JOB — Retype every one of the entries below word for word, without changing anything.

%%

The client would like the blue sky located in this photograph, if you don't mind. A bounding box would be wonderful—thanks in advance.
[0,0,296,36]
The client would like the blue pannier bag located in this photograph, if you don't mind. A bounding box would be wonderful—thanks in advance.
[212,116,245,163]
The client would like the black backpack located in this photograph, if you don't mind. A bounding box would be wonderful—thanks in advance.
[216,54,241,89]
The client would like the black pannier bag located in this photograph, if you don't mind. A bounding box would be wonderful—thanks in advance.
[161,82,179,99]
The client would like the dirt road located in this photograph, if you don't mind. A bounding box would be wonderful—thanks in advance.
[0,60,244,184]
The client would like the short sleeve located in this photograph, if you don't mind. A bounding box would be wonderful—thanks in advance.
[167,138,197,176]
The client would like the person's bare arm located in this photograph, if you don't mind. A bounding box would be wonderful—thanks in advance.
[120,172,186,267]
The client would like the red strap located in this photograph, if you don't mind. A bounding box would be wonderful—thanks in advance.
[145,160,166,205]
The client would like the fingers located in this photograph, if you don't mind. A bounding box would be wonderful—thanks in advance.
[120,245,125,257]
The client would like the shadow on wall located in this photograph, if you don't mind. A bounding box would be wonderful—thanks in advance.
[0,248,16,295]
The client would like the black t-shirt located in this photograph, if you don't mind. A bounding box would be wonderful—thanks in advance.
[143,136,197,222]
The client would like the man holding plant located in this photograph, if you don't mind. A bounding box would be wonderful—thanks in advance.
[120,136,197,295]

%%

EXPECTED OUTPUT —
The client would like the blue sky located in this photograph, if you don't mind. A bounding box would be wonderful—thanks in advance.
[0,0,296,36]
The client would like the blue pannier bag located in this photograph, if you don't mind. A bounding box would be wonderful—thanks in advance.
[212,116,245,163]
The client would like the black backpack located in this photograph, if you don't mind. A bounding box would be wonderful—thanks in advance.
[216,54,241,89]
The client would like the black pannier bag located in this photograph, if you don't mind. A bounding box would be wonderful—thanks in advance.
[161,82,179,99]
The client would like the dirt road located in this photograph, if you don't mind. A bounding box would be wonderful—thanks in advance.
[0,60,244,184]
The client would like the short sleeve located in this photograph, if you don't mind. A bounding box would be wonderful—thanks in advance.
[167,138,197,176]
The client would like the person's bare arm located in this photograph, if you don't mind. A bounding box would be wonderful—thanks in advance.
[120,172,186,267]
The client would like the red strap located in this photograph, if you don't mind. A bounding box would be wonderful—thanks in advance.
[145,160,166,205]
The client would like the fingers located in this photograph, if you don't mind. A bounding box would be wonderful—thanks in advance.
[120,245,125,257]
The client would like the shadow on wall located in this photograph, if you don't mind. A bounding box would be wonderful—thanks in advance.
[0,248,16,295]
The client would like the black t-shirt located in this photograph, if you don't mind. A bounding box would be wonderful—thanks in advance.
[143,136,197,222]
The client would like the man holding plant located in this photograph, if you don't mind. A bounding box would be wonderful—thanks in advance.
[120,136,197,295]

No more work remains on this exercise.